# Exercise description
Copy every record below, exactly as written.

# Data for this exercise
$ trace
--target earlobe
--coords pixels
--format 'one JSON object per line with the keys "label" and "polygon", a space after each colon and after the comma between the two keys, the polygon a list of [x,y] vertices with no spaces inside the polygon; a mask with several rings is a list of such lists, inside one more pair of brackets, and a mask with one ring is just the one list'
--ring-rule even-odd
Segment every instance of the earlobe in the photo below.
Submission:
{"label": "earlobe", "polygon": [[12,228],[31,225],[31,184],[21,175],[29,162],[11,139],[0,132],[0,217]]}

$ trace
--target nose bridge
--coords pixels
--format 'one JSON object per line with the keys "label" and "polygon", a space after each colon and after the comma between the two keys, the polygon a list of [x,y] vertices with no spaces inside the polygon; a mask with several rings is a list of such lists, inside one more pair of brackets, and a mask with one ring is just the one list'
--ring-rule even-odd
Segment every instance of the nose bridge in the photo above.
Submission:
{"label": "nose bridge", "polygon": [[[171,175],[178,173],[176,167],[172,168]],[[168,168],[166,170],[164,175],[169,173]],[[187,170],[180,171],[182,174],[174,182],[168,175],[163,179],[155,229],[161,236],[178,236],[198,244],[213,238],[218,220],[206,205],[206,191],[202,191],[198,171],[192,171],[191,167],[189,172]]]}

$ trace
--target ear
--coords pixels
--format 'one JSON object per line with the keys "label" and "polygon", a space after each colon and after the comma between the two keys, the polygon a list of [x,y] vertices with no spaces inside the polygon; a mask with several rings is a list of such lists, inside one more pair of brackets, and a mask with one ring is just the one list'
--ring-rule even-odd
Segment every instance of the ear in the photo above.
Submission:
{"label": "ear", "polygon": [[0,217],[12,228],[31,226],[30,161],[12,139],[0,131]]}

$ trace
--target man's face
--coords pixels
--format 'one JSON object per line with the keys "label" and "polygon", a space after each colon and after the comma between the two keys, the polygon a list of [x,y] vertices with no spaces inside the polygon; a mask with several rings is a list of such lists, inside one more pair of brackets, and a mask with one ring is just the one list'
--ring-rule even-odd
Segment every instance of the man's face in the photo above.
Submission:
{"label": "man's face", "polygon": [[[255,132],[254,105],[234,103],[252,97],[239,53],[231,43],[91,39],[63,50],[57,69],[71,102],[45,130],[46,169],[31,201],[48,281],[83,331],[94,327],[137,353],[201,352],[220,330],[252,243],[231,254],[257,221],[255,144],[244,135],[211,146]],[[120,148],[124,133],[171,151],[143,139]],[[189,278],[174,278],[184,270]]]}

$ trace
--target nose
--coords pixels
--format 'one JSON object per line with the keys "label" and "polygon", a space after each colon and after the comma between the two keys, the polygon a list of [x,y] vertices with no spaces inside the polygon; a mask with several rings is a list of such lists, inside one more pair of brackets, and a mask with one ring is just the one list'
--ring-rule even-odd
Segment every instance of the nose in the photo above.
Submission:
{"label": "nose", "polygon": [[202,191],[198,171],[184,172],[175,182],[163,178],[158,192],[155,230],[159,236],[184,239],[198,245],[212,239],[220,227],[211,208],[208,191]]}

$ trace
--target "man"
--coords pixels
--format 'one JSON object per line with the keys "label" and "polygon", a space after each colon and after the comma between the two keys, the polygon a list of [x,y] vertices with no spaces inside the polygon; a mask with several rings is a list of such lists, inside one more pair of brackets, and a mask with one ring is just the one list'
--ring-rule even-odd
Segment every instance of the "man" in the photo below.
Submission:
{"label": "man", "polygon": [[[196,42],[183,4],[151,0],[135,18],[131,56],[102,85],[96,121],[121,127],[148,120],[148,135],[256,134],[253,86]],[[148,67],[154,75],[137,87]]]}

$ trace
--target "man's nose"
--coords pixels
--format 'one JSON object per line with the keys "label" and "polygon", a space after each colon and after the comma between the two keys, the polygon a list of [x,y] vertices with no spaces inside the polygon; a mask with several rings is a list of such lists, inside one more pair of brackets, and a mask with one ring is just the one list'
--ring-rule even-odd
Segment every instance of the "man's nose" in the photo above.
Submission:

# Finished answer
$ trace
--target earlobe
--coords pixels
--format 'one JSON object per line with the keys "label" and "polygon", a space after each colon and after the comma between the two keys, the polygon a list of [x,y] vertices with no spaces inside the polygon; a mask with several rings is a list of such lists, inside one more pair of brackets, and a mask with one ring is just the one list'
--ring-rule even-odd
Segment every instance of the earlobe in the photo below.
Submission:
{"label": "earlobe", "polygon": [[12,228],[31,225],[31,184],[21,175],[29,162],[11,139],[0,132],[0,217]]}

$ trace
--target nose bridge
--coords pixels
--format 'one JSON object per line with the keys "label" and "polygon", a space after each colon and after the comma between the two keys, the polygon a list of [x,y] vertices with no spaces inside the polygon; a mask with several rings is a list of such lists, inside one more pair of brackets, and a mask with one ring is just the one list'
--ring-rule even-odd
Segment every instance of the nose bridge in the photo above.
Submission:
{"label": "nose bridge", "polygon": [[[171,175],[178,173],[176,167],[172,168]],[[168,168],[166,170],[164,175],[169,173]],[[187,170],[180,171],[182,174],[174,182],[168,175],[163,179],[155,229],[161,236],[178,236],[198,244],[213,238],[218,220],[206,205],[206,191],[202,191],[198,171],[192,171],[191,167],[189,172]]]}

$ trace
--target ear
--coords pixels
--format 'one JSON object per line with the keys "label" and "polygon", a space after each colon and after the comma between the two keys, the polygon a list of [x,y] vertices with no spaces inside the polygon; a mask with several rings is a list of such lists, inside one more pair of brackets, and a mask with one ring is just the one list'
--ring-rule even-odd
Segment every instance of the ear in the photo above.
Submission:
{"label": "ear", "polygon": [[0,217],[12,228],[31,226],[30,161],[12,139],[0,131]]}

$ trace
--target man's face
--coords pixels
--format 'one JSON object per line with the keys "label" and "polygon", a space after each colon and after the comma between the two keys, the polygon a list of [x,y] vertices with no spaces inside the polygon; a mask with several rings is a list of such lists, inside one more pair of brackets, and a mask with one ring is just the one list'
--ring-rule even-odd
Segment every instance of the man's face in the photo above.
Submission:
{"label": "man's face", "polygon": [[[255,132],[254,105],[234,103],[252,97],[239,53],[231,43],[91,39],[63,50],[57,69],[71,102],[45,130],[46,169],[31,201],[48,281],[83,331],[94,327],[137,353],[201,352],[220,330],[252,243],[231,254],[257,221],[255,144],[244,135],[211,146]],[[120,148],[124,133],[171,151],[143,139]],[[189,278],[174,278],[184,270]]]}

$ trace
--target nose
--coords pixels
--format 'one JSON object per line with the keys "label" and "polygon", a space after each colon and after the comma between the two keys, the polygon a list of [x,y] vertices with no spaces inside the polygon; a mask with several rings is a list of such lists, inside one more pair of brackets, and a mask with one ring is just the one list'
--ring-rule even-odd
Segment every instance of the nose in the photo above.
Submission:
{"label": "nose", "polygon": [[202,191],[198,171],[184,172],[175,182],[163,178],[158,192],[155,230],[159,236],[184,239],[198,245],[212,239],[220,227],[211,208],[208,191]]}

$ trace
--target "man"
--coords pixels
--format 'one JSON object per line with the keys "label" and "polygon", a space after each colon and after the comma between the two keys, the polygon a list of [x,y] vertices with no spaces inside the polygon; a mask with several rings is a list of such lists, inside one more pair of brackets, and a mask with one ring is just the one list'
--ring-rule even-odd
Segment every instance of the "man" in the photo below.
Submission:
{"label": "man", "polygon": [[[196,42],[183,4],[151,0],[135,18],[131,56],[102,85],[96,121],[121,127],[148,120],[148,135],[256,134],[253,86]],[[148,67],[154,75],[137,87]]]}

$ trace
--target "man's nose"
--coords pixels
--format 'one JSON object per line with the keys "label" and "polygon", a space after each colon and after the comma between the two keys, the polygon a list of [x,y] vertices with no spaces inside the polygon; a mask with several rings is a list of such lists, inside one more pair of brackets, and a mask with one ring is just the one list'
--ring-rule even-odd
Segment every instance of the "man's nose" in the photo above.
Submission:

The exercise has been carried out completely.